▶ **Problem details**
Reproduce all of the records below word for word, leaving the pictures out of your answer.

▶ **Data for processing**

== == ==

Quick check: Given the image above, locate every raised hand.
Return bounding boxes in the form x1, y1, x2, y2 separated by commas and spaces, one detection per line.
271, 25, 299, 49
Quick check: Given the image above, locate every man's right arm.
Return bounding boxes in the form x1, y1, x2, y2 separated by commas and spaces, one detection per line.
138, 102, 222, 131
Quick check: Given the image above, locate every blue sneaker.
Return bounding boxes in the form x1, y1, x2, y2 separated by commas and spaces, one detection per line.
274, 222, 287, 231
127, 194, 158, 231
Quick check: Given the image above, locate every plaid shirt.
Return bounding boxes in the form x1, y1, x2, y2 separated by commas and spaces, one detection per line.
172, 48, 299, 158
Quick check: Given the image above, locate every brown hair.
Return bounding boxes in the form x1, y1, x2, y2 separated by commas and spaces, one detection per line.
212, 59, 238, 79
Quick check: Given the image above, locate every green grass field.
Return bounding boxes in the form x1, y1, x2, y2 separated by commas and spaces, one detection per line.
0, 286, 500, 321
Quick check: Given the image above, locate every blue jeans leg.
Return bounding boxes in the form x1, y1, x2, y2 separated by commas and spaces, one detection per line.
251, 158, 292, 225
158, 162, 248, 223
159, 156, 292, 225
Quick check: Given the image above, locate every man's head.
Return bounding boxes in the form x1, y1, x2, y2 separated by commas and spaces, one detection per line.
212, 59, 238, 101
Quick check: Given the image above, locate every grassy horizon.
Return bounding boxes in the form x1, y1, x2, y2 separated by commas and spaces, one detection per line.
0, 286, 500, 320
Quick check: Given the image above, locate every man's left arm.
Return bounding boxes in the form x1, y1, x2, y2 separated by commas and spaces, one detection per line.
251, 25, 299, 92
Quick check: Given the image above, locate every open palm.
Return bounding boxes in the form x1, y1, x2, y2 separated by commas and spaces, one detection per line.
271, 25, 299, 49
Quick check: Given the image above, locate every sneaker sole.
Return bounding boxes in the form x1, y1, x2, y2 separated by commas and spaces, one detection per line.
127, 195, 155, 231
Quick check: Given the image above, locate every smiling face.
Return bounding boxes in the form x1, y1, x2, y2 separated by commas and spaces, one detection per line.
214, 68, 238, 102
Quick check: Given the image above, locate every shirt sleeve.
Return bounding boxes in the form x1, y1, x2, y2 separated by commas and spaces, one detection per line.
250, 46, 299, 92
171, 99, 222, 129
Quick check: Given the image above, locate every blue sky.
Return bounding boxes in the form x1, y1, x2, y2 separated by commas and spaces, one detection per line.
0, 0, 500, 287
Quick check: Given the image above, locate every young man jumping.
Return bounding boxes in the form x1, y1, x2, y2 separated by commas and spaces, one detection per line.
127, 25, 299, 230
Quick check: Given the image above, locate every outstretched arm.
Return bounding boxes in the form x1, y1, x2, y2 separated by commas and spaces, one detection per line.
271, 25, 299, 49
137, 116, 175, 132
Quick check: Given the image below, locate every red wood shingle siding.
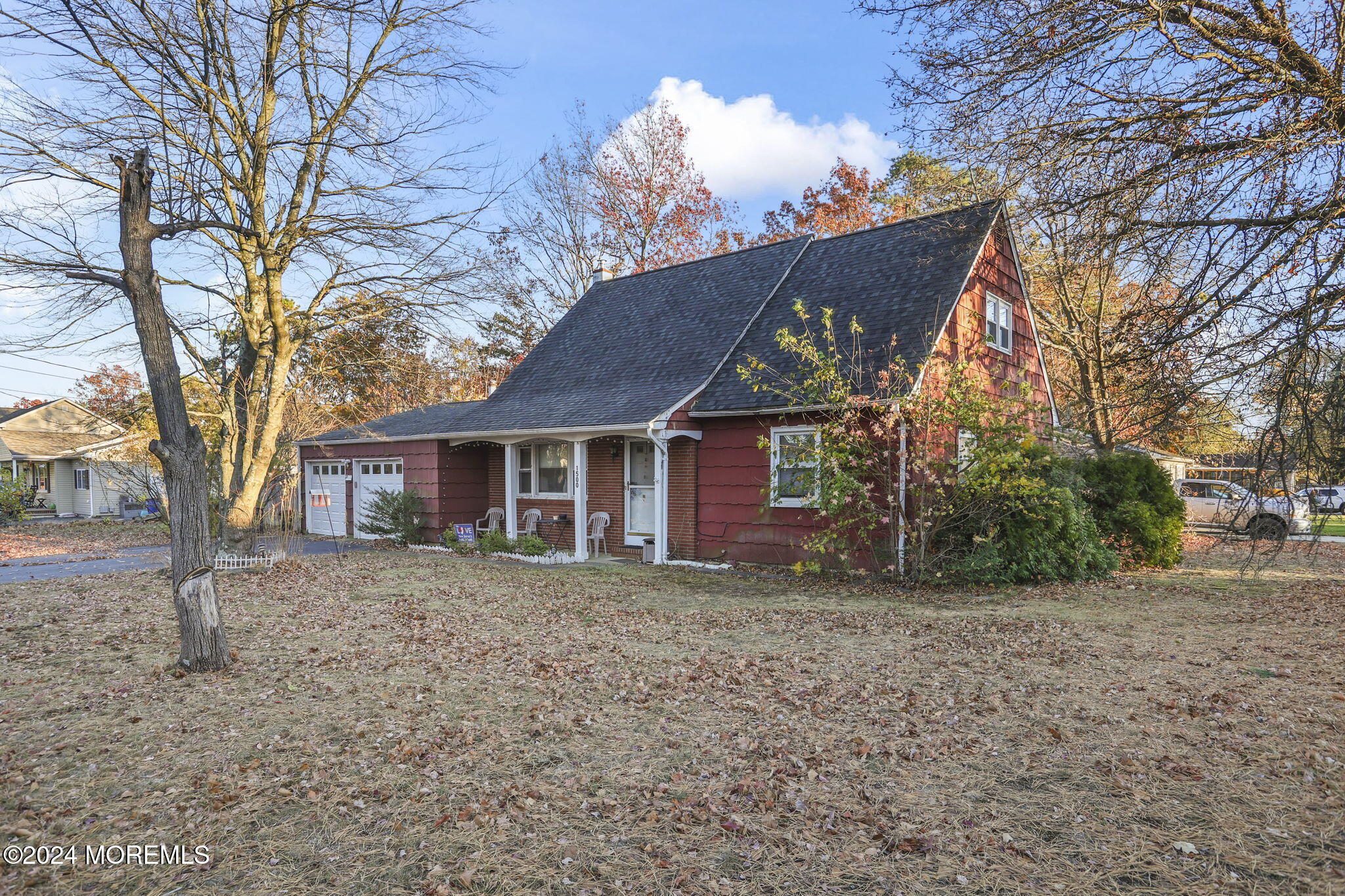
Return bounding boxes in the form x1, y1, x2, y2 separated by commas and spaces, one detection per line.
697, 227, 1050, 565
697, 415, 818, 563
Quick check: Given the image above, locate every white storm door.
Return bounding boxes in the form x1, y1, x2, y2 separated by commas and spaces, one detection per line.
625, 439, 653, 547
355, 457, 402, 539
304, 461, 347, 538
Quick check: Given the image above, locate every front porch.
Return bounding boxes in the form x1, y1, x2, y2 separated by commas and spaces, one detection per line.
460, 430, 699, 563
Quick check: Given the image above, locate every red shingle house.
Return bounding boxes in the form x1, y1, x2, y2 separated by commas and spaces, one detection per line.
300, 202, 1055, 563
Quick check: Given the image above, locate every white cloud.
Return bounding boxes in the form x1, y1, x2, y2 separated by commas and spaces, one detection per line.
650, 78, 900, 199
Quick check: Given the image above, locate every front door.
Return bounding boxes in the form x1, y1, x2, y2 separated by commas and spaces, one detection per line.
625, 439, 653, 545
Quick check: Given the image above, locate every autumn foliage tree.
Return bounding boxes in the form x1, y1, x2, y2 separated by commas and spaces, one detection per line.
586, 102, 741, 274
74, 364, 149, 426
757, 158, 905, 243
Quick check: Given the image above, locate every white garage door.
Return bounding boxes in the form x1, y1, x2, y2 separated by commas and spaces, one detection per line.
355, 457, 402, 539
305, 461, 345, 538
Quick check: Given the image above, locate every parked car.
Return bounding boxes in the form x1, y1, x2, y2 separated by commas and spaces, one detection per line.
1176, 480, 1313, 539
1294, 485, 1345, 513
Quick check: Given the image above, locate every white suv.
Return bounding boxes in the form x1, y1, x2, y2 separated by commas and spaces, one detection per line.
1174, 480, 1313, 539
1294, 485, 1345, 513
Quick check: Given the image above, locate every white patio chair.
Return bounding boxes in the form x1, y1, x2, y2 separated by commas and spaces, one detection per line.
523, 508, 542, 534
476, 508, 504, 532
588, 511, 612, 555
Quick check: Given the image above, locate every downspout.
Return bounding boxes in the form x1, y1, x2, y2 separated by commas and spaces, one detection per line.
897, 416, 906, 576
644, 416, 669, 565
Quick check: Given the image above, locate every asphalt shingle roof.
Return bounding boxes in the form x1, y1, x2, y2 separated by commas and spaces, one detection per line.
693, 202, 1000, 414
309, 203, 1001, 442
0, 429, 116, 458
305, 402, 480, 442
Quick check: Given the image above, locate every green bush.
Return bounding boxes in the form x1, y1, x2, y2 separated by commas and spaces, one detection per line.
0, 479, 28, 523
359, 489, 421, 545
514, 534, 552, 557
1077, 452, 1186, 568
476, 529, 514, 553
927, 443, 1118, 584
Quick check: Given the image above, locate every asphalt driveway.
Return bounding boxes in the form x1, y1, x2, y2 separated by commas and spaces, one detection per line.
0, 539, 368, 584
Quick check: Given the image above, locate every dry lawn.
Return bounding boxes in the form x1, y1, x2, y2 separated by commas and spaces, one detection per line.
0, 520, 168, 561
0, 544, 1345, 896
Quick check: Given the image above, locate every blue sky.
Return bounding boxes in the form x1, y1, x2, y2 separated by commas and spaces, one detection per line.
0, 0, 900, 404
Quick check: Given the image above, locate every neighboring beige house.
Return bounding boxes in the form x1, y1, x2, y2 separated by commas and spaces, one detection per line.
0, 398, 146, 517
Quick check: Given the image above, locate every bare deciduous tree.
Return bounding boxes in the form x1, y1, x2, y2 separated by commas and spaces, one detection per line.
857, 0, 1345, 461
0, 0, 491, 543
93, 150, 230, 672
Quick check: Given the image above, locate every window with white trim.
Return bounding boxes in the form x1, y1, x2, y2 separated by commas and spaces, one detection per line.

== == ==

▶ **The completed task**
Quick check: Given the image above, locate every raised hand.
Return bounding boxes in the form x1, y1, x2, y2 separated by commas and spaces, one detection per line.
271, 25, 299, 49
Quick check: Given the image above, locate every man's right arm.
Return bounding boxes in the form x1, y1, x2, y2 separated by commas and spaces, one detection per line.
138, 102, 222, 131
Quick check: Given the image above, locate every blue sneaker.
Return bounding boxes in the form x1, y1, x2, y2 separated by commas and spaces, one detection per line.
274, 222, 287, 231
127, 194, 158, 231
Quick check: Given the image above, locate every plaid shirt.
Return bounding boxes in the form x1, y1, x2, y2 separated by commas and spaces, one detection per line.
172, 48, 299, 158
Quick check: Given the image above, locate every brown hair.
Return bounding boxes in the form x1, y1, x2, y2 separated by commas and spaces, one detection per line.
212, 59, 238, 79
Quick check: Given the image above, locate every green grass field.
Return bounding boxes in the form x1, y1, x2, y2 separated by commas and spaces, one detection per line.
0, 286, 500, 321
Quick check: Given the image above, locate every blue jeans leg.
Return bounding boxes in the form x1, y1, x2, y2 separated by commas and spaces, one detection per line.
251, 158, 292, 225
158, 162, 248, 223
159, 156, 292, 225
Quick check: Given the image above, locate every man's head.
Return bounding boxes in the form x1, y1, x2, y2 separated by commas and spaces, one detection per line.
212, 59, 238, 101
Quick check: Given the image above, locate every grassy horizon.
Return bounding boxes in the form x1, y1, x2, y2 separated by commas and spaces, one detection per line.
0, 286, 500, 320
Quick check: Given the image above, locate every man's left arm.
Return bounding boxes in the form x1, y1, x2, y2 separated by commas and spaces, one detection per line.
251, 25, 299, 92
Quick check: Given the image above, locate every open palm.
Return bounding boxes in the form x1, y1, x2, y2 separated by commas and spaces, one detection per line.
271, 25, 299, 49
Quick check: Given the image above, locate every sneaker sole.
Return bounding boxes in the form x1, y1, x2, y2 separated by commas and spaces, one detection per line.
127, 195, 155, 231
Quick check: Given the image above, locate every smiling face.
Return bounding boxes in the form x1, y1, x2, y2 separated by commas and spaces, one detection per line.
214, 68, 238, 102
Quick check: Given the image above, locate every shirt sleeve.
Return bounding boxes in the form x1, y1, x2, y2 separated by commas and spaces, one detection per line.
250, 46, 299, 92
171, 99, 222, 129
Quick check: Given the image above, locate every blue sky.
Return bounding boxes in the form x1, y1, x2, y2 separated by commas and spaces, one detection per line.
0, 0, 500, 287
Quick check: Given the image above, locate every young man jumping.
Return bounding boxes in the form x1, y1, x2, y2 separated by commas and spaces, one detection per line.
127, 25, 299, 230
Quick check: Given the image above, locate every outstretched arm.
Return bounding boxes in the form x1, y1, x2, y2 separated by commas and spaces, one detection per line.
271, 25, 299, 49
137, 116, 175, 132
Quick check: Given the image below, locate every red wood shingle siding.
Return bounding boxes in the form x1, y1, x2, y2 separated by commas and spaces, one detection per line.
697, 227, 1050, 565
697, 415, 818, 563
Quick check: Given the image above, locate every white storm door.
Return bounding boxes in the form x1, y1, x2, y2 separated by commas and spaces, one detection per line.
625, 439, 653, 547
355, 457, 402, 539
304, 461, 347, 538
Quick check: Given the image above, locate every front porch.
Return bounding boxes in the form x1, y1, x2, y2 separated by commas and spaces, one detection per line.
460, 430, 699, 563
Quick check: Given the image above, locate every red shingle house.
Return bounding boxes in the form x1, y1, x2, y2 separated by commas and spaces, one detection per line.
300, 202, 1055, 563
Quick check: Given the image above, locate every white cloud.
Return bounding boxes in the form x1, y1, x2, y2 separated by commas and spaces, one detection per line.
650, 78, 900, 199
Quick check: Given the image above, locate every front door.
Return bounding boxes in the form x1, y1, x2, y2 separated by commas and spaces, one detection per line.
625, 439, 653, 545
Quick check: Given the image above, locate every autumn foliage tree.
Return bounding boxes in the form x1, y1, x2, y2 separated by commas and spaces, one detection per line.
586, 102, 741, 274
74, 364, 149, 426
757, 158, 905, 243
Quick check: Given the image above, locate every white garage door.
Return bounding boxes in the form x1, y1, x2, y2 separated by commas and spaces, one detection per line.
355, 457, 402, 539
305, 461, 345, 538
Quick check: Given the image above, locate every parked car.
Return bounding boxes in the form x1, y1, x2, y2 separated by commas and spaces, one detection per line.
1176, 480, 1313, 539
1294, 485, 1345, 513
Quick check: Given the image above, locate every white suv.
Return bounding boxes in the form x1, y1, x2, y2 separated by commas and spaces, one detection per line.
1174, 480, 1313, 539
1294, 485, 1345, 513
Quick check: Given the image above, locate every white patio chair.
Return bounding boxes in the form x1, y1, x2, y2 separated by commas and spaces, one detection per line.
523, 508, 542, 534
476, 508, 504, 532
588, 511, 612, 555
Quick check: Given the image above, locate every downspout.
Return bounding boxes in the form x1, y1, x2, y2 separated by commas and spaces, one detection per line.
897, 416, 906, 576
644, 416, 669, 565
Quick check: Given the image above, locate every asphalt shingle roof.
Return bounding boxes in the form x1, y1, x2, y2 separated by commas and spaces, one detection per line.
693, 202, 1000, 414
309, 203, 1001, 442
0, 429, 116, 458
305, 402, 480, 442
Quick check: Given the image above, locate every green bush.
Return bounding boxes in the form x1, y1, x2, y2 separated by commas and spaces, one detection per line.
0, 479, 28, 523
359, 489, 421, 545
514, 534, 552, 557
1077, 452, 1186, 568
476, 529, 514, 553
927, 443, 1118, 584
Quick check: Given the image above, locate every asphalt driveway.
Return bounding boxes in the form x1, y1, x2, y2 separated by commas and spaces, one detection per line.
0, 539, 368, 584
Quick check: Given the image above, locate every dry lawn.
Return bounding boxes in the form x1, y1, x2, y2 separated by commas and spaces, one detection per line.
0, 520, 168, 561
0, 544, 1345, 896
Quick check: Given the image above, locate every blue sky.
Return bounding boxes in the form x1, y1, x2, y2 separated by commas and spaces, one detection per line.
0, 0, 900, 404
Quick check: Given the image above, locate every neighboring beige house.
Return bounding boxes in the form x1, y1, x2, y2 separated by commas and spaces, one detection per line.
0, 398, 146, 517
Quick check: Given the image above, locate every bare deciduous tree.
Return bounding boxes in the form x1, y1, x2, y2 separated by commas and spaces, one detection per line.
857, 0, 1345, 461
0, 0, 491, 543
93, 150, 230, 672
Quick check: Given the image above, locate every window with white trim.
Return bounding boxes in the form x1, y1, x2, y2 separated by commas and spaces, one detection per line.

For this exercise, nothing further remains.